# [TASK]
Copy out, word for word, only the lines of the entries that run from the one containing "point: gabled roof" through the final line of the entries, both included.

# [PROVIDED RECORDS]
···
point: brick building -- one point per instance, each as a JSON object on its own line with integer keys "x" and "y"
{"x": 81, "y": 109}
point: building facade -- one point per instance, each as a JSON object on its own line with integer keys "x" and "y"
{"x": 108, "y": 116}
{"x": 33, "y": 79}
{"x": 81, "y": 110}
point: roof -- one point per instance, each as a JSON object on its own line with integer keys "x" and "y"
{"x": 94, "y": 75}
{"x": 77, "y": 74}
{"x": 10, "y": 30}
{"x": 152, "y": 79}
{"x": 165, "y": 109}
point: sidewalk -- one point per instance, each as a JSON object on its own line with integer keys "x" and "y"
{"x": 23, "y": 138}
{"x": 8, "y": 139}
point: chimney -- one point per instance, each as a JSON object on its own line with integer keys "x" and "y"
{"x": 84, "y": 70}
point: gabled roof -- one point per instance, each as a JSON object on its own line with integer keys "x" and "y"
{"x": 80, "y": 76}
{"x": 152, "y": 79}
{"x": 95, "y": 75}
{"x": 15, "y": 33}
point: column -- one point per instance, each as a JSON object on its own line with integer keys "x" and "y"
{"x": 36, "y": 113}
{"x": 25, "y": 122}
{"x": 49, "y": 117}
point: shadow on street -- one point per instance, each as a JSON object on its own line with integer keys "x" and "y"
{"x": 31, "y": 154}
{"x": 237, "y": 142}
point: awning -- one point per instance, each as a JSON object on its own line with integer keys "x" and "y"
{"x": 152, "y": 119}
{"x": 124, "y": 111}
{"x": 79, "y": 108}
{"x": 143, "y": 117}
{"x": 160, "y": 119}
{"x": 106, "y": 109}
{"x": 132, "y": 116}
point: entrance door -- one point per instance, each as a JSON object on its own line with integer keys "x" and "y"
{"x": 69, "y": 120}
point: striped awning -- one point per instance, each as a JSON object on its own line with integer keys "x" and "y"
···
# [REPLY TO THE EXERCISE]
point: gabled roof -- one point per instance, each as a JSON object on its own line with integer keys "x" and "y"
{"x": 80, "y": 76}
{"x": 152, "y": 79}
{"x": 95, "y": 75}
{"x": 15, "y": 33}
point: column -- one point per instance, each as a JSON object on its own line with integer keys "x" and "y"
{"x": 36, "y": 113}
{"x": 25, "y": 122}
{"x": 49, "y": 117}
point: shadow on street -- one point per instance, each as a JSON object on its own line with integer keys "x" and "y"
{"x": 31, "y": 154}
{"x": 237, "y": 142}
point: awning -- one point per instance, each as a JSON object on its own line with integer keys "x" and "y"
{"x": 152, "y": 119}
{"x": 124, "y": 111}
{"x": 79, "y": 108}
{"x": 143, "y": 117}
{"x": 160, "y": 119}
{"x": 106, "y": 109}
{"x": 132, "y": 116}
point: entrance door -- one point per instance, each as a JSON object on its own line with integer keys "x" and "y"
{"x": 69, "y": 120}
point: striped awning -- one point per instance, each as a JSON object on its own line with integer keys "x" and "y"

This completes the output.